- Task prompt:
Present every row below as a numbered list, leaving out the blank lines.

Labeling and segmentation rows
====================

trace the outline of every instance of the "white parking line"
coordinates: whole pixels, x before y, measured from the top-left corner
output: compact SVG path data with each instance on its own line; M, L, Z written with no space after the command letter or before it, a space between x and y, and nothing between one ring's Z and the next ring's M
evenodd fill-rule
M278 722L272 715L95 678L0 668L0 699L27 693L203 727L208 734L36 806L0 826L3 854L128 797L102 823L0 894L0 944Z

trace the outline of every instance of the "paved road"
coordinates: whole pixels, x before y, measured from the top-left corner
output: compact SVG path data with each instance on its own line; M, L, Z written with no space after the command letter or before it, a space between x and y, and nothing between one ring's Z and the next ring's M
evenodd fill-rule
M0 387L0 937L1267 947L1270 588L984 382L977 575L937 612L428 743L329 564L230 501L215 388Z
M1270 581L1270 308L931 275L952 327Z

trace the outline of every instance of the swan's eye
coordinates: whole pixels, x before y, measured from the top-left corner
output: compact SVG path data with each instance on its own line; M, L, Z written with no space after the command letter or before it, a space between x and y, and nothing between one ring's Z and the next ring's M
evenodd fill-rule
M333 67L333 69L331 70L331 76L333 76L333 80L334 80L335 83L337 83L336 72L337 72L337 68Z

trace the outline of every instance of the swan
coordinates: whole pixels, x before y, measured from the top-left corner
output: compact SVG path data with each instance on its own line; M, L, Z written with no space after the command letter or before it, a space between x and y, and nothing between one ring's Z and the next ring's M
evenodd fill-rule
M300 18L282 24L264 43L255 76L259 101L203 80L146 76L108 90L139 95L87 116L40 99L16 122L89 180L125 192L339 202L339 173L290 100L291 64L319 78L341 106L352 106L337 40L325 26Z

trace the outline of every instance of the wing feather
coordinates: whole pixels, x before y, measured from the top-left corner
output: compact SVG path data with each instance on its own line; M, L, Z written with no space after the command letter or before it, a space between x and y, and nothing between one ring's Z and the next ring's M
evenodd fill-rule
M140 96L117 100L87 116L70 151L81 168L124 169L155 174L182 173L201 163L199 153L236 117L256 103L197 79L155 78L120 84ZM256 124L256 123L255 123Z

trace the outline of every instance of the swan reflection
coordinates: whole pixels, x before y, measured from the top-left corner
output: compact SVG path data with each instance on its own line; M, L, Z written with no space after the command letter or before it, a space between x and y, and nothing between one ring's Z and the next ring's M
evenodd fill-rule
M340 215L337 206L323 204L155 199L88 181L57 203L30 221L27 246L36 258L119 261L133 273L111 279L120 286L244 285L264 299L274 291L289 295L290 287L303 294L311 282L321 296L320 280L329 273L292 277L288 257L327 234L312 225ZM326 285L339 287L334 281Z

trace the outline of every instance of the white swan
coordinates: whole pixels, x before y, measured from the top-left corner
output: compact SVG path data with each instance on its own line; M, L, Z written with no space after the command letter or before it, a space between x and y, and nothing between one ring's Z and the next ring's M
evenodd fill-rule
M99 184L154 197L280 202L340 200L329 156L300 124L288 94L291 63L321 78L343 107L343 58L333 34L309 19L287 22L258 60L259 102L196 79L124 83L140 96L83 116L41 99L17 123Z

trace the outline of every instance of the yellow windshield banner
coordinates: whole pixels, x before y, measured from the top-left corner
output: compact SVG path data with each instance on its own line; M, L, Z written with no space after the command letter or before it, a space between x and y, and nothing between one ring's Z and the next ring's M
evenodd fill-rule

====================

- Result for this exercise:
1. trace the outline of every instance of the "white parking line"
2. coordinates: whole pixels, x before y, measured from the top-left corner
3. output: compact SVG path data with each instance on its own line; M, L, Z written with no space after the command letter or before it, a space between x and y, and nothing between one ring's Z and the next ring's M
4. evenodd fill-rule
5. M278 722L272 715L95 678L0 668L0 699L27 693L203 727L208 734L36 806L0 826L3 854L128 797L102 823L0 894L0 944Z
6. trace the outline of every instance of the "paved road"
7. coordinates: whole pixels, x before y, measured from the top-left corner
8. output: compact SVG path data with each instance on its own line; M, L, Z written with no space after the command letter or before it, a space between x and y, and nothing between one ring's Z and the next ring's M
9. evenodd fill-rule
10. M0 387L0 937L1267 947L1270 588L984 382L977 575L937 612L428 743L329 564L230 501L215 388Z
11. M1270 581L1270 308L931 275L952 327Z
12. trace the outline of every instance of the swan's eye
13. coordinates: whole pixels, x before y, measured from the top-left corner
14. output: compact SVG path data with each instance on its own line; M, L, Z written with no space after the command letter or before it, a space between x and y, and nothing between one ring's Z and the next ring's M
15. evenodd fill-rule
16. M333 67L333 69L331 70L331 76L333 76L333 80L334 80L335 83L337 83L336 72L337 72L337 68Z
17. trace the outline of every instance of the swan
18. coordinates: whole pixels, x before y, measured from the top-left corner
19. output: compact SVG path data with each instance on its own line; M, L, Z written with no space after the command letter or before it, a space between x and y, and nothing between one ring's Z and the next ring's M
20. evenodd fill-rule
21. M300 18L282 24L264 43L255 76L259 101L203 80L146 76L108 90L139 95L87 116L40 99L16 122L89 180L125 192L339 202L339 173L290 100L291 64L319 78L341 106L352 106L337 40L325 26Z
22. trace the outline of every instance of the wing feather
23. coordinates: whole pixels, x before y, measured from the top-left corner
24. output: compact SVG path data with each instance on its own line; M, L, Z written with no space after the command letter or before it, a space between x and y, and nothing between one ring's Z and the next ring's M
25. evenodd fill-rule
26. M140 96L117 100L87 116L70 151L81 168L124 169L155 174L182 173L201 163L199 153L236 117L256 103L197 79L155 78L120 84ZM256 124L256 123L255 123Z
27. trace the outline of every instance of the swan reflection
28. coordinates: whole pixels, x before y, measured from the top-left corner
29. output: compact SVG path data with each instance on its own line; M, L, Z written with no space after the command letter or before it, a space between x and y, and nothing between one ring's Z and the next ring's M
30. evenodd fill-rule
31. M340 215L337 206L323 204L155 199L88 181L57 203L30 221L27 246L36 258L119 261L133 273L111 279L120 286L244 285L264 299L274 291L289 295L290 287L303 294L311 282L321 296L320 280L329 273L292 277L288 257L327 234L312 225ZM326 285L339 287L334 281Z
32. trace the outline of every instance of the white swan
33. coordinates: whole pixels, x before y, measured from the top-left corner
34. output: compact SVG path data with each instance on its own line; M, L, Z written with no space after the command letter or before it, a space between x and y, and nothing between one ring's Z and the next ring's M
35. evenodd fill-rule
36. M99 184L154 197L280 202L340 200L329 156L300 124L288 94L291 63L321 78L343 107L343 58L333 34L309 19L287 22L258 60L259 102L196 79L124 83L140 96L83 116L41 99L17 123Z
37. trace the outline of every instance of the yellow windshield banner
38. coordinates: whole pixels, x before y, measured from the top-left corner
39. output: compact SVG path data with each instance on its own line; M, L, Z written with no space after the command letter or before it, a space between x and y, and nothing between one ring's Z and the next ring's M
40. evenodd fill-rule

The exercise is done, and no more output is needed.